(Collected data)
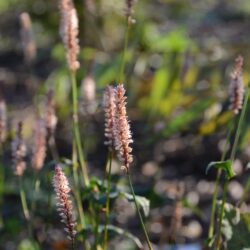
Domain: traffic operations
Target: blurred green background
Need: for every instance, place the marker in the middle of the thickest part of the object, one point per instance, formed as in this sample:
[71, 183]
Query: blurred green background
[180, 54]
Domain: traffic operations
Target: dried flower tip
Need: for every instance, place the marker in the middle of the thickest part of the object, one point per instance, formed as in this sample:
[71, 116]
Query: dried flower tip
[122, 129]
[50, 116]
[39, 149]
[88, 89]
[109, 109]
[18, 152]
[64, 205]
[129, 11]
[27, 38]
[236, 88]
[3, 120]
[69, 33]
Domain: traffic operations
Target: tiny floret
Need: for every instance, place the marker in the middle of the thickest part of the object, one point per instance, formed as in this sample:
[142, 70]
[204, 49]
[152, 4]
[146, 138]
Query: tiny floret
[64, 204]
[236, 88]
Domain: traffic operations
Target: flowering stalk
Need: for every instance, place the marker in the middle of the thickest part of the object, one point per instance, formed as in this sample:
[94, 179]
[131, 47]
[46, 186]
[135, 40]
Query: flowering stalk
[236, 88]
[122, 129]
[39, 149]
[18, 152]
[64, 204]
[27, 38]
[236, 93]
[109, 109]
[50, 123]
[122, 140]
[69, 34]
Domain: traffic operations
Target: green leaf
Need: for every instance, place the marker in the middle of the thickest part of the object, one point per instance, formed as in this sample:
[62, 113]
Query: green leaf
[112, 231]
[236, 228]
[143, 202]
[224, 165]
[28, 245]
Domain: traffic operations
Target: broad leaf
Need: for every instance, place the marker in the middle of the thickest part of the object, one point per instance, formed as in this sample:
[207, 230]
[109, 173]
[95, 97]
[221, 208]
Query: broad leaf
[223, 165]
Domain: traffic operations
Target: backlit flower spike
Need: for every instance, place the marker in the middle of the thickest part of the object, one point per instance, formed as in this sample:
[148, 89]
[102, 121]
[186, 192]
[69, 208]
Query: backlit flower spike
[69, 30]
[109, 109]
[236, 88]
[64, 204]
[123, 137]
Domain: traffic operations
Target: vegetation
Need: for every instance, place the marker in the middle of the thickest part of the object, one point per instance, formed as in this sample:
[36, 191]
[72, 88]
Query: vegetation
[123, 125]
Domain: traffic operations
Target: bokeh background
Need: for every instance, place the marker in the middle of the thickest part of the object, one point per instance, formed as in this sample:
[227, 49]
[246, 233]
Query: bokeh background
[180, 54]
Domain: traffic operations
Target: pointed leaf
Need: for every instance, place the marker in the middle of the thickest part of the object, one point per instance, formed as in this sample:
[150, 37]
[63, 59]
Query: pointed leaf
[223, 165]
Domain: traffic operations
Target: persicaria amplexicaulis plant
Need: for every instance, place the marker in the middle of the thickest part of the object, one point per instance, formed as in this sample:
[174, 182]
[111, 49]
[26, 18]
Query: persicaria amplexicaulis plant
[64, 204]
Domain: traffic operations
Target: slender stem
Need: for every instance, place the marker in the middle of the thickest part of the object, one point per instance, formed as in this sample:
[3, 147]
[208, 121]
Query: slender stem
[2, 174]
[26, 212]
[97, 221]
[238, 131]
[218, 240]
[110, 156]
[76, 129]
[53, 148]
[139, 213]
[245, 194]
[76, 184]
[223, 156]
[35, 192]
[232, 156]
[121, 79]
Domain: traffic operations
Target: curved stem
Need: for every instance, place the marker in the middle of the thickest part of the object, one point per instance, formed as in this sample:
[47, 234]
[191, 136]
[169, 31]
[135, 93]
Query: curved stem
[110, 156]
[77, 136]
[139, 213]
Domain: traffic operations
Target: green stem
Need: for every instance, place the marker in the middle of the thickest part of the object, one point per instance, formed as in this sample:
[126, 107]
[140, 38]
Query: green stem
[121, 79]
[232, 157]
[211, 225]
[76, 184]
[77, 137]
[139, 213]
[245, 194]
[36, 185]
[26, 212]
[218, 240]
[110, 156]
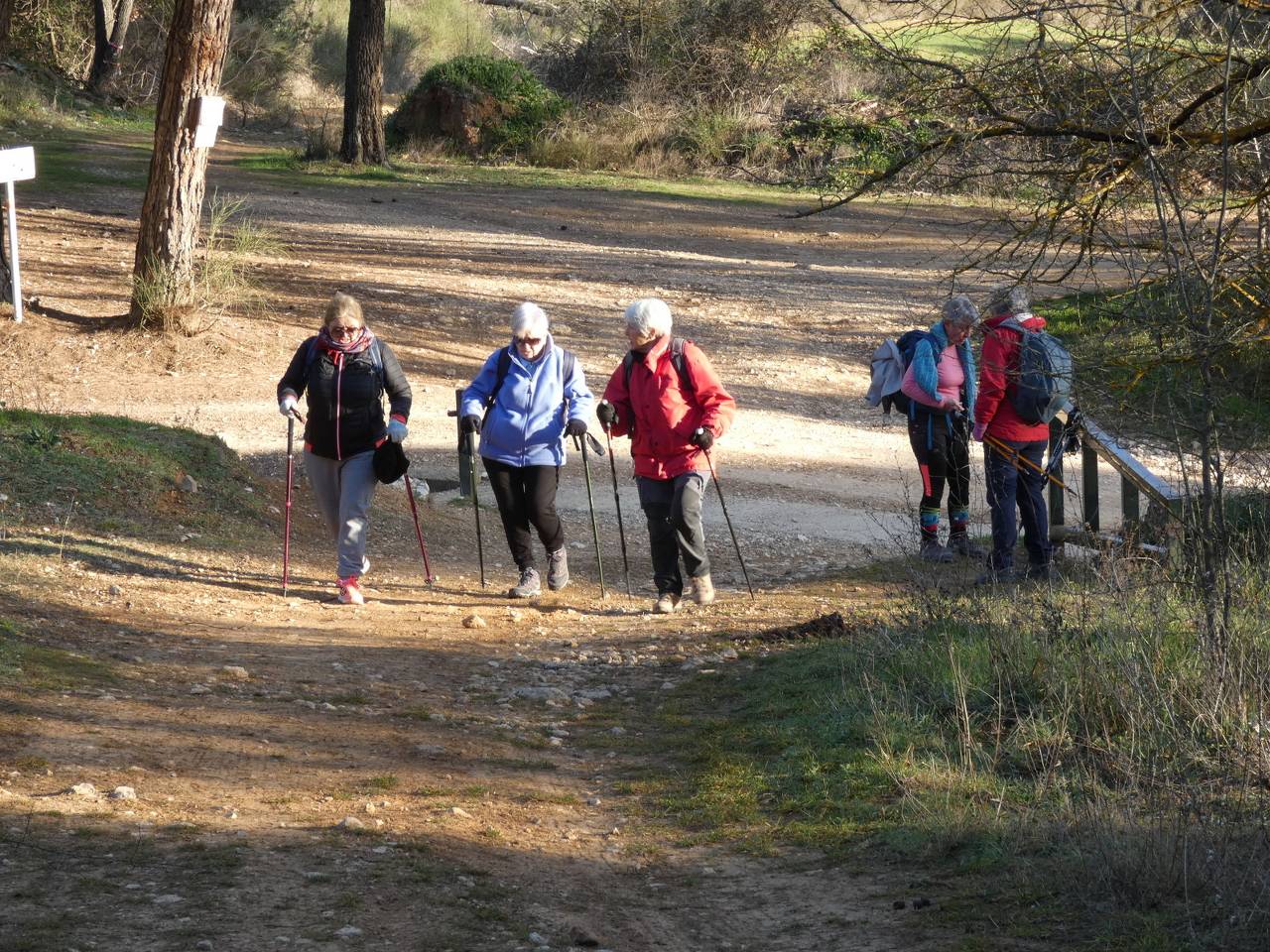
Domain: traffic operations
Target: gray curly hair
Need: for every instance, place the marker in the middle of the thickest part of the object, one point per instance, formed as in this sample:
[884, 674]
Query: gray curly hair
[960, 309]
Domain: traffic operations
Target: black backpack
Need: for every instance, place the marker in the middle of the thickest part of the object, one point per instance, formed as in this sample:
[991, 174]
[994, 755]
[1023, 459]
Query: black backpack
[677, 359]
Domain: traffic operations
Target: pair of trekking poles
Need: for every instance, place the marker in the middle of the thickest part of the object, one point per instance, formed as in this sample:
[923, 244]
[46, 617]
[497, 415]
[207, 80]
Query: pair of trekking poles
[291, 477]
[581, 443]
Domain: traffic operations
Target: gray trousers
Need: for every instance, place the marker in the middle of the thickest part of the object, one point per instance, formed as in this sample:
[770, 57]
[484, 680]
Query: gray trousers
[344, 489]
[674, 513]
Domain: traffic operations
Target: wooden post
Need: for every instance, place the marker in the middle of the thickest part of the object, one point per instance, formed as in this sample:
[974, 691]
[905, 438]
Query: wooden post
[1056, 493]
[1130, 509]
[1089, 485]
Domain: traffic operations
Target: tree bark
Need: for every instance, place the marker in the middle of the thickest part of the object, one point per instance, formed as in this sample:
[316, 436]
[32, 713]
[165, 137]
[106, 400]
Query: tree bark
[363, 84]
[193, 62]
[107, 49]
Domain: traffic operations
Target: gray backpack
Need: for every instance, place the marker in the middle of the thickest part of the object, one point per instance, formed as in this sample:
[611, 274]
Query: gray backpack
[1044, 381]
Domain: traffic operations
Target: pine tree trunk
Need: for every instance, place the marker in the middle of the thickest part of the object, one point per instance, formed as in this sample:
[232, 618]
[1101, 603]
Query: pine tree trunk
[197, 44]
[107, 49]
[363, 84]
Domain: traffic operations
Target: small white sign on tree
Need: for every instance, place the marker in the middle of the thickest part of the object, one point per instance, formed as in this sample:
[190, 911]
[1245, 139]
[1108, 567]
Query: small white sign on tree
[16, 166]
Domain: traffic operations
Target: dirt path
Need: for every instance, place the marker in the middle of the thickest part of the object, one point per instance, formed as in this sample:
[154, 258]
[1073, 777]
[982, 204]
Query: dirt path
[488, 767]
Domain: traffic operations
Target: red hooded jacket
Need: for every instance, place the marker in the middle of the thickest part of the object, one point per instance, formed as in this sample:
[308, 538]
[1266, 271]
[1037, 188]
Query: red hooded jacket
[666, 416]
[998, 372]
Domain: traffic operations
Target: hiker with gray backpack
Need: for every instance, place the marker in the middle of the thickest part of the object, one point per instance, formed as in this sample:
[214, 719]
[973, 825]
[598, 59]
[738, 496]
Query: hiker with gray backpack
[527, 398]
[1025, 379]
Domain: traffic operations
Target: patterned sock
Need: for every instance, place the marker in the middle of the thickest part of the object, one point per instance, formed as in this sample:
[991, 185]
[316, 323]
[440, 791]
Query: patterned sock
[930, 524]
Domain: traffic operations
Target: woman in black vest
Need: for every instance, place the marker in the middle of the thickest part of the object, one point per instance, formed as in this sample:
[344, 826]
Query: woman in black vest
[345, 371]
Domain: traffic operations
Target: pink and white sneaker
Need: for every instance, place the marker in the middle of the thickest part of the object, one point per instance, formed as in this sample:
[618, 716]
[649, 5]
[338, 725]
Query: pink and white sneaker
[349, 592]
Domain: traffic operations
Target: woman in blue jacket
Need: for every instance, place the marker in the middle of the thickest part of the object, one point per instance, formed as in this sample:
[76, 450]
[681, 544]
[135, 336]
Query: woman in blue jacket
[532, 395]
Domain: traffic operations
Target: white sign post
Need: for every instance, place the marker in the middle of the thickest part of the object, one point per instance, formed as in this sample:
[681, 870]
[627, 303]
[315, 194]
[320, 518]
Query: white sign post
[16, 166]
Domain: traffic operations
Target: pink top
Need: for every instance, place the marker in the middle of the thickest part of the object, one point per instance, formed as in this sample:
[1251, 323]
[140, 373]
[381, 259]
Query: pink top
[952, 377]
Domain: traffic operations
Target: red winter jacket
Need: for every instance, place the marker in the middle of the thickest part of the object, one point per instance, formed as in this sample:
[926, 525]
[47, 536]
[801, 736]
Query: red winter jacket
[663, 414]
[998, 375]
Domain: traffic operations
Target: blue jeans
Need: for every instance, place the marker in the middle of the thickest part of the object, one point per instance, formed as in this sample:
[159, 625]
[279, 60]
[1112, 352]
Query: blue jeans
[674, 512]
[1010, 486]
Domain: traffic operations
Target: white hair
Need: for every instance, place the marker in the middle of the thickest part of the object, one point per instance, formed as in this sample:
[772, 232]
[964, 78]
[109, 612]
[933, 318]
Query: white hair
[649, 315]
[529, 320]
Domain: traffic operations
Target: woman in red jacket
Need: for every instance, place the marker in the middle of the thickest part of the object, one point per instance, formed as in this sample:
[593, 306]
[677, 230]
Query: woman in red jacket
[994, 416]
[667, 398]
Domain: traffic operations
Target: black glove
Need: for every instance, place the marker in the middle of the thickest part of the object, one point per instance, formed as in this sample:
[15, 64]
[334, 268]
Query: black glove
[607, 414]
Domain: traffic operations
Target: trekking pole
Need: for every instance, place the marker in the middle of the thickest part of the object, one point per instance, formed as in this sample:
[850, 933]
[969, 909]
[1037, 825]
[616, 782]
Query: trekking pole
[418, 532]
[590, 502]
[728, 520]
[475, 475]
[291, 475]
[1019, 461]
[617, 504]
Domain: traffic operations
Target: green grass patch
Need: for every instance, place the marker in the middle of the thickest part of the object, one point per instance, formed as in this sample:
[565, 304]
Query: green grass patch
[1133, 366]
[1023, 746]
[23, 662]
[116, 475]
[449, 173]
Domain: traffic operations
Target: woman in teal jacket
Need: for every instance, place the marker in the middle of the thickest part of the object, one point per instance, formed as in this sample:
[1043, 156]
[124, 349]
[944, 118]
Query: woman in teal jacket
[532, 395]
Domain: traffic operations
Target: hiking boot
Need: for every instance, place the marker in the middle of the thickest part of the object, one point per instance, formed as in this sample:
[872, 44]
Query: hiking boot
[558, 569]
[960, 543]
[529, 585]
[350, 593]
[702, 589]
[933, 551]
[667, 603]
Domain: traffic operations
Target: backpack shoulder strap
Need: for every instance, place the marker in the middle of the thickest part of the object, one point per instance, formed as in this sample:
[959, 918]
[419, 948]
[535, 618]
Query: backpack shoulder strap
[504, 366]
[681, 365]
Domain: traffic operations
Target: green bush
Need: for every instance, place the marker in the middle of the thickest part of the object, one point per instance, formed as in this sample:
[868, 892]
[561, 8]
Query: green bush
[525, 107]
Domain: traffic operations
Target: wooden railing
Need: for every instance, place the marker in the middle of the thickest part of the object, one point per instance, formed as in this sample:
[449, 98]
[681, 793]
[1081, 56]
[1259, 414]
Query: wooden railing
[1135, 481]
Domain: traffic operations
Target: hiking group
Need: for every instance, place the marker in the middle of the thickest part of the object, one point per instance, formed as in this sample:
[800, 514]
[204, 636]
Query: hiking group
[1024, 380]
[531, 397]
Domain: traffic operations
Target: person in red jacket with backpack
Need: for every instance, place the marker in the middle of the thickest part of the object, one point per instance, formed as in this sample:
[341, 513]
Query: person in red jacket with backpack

GIVEN INSTRUCTION:
Which of the lines above contain the word "railing"? List each of them in full.

COMPLETED EXERCISE:
Target: wooden railing
Query: wooden railing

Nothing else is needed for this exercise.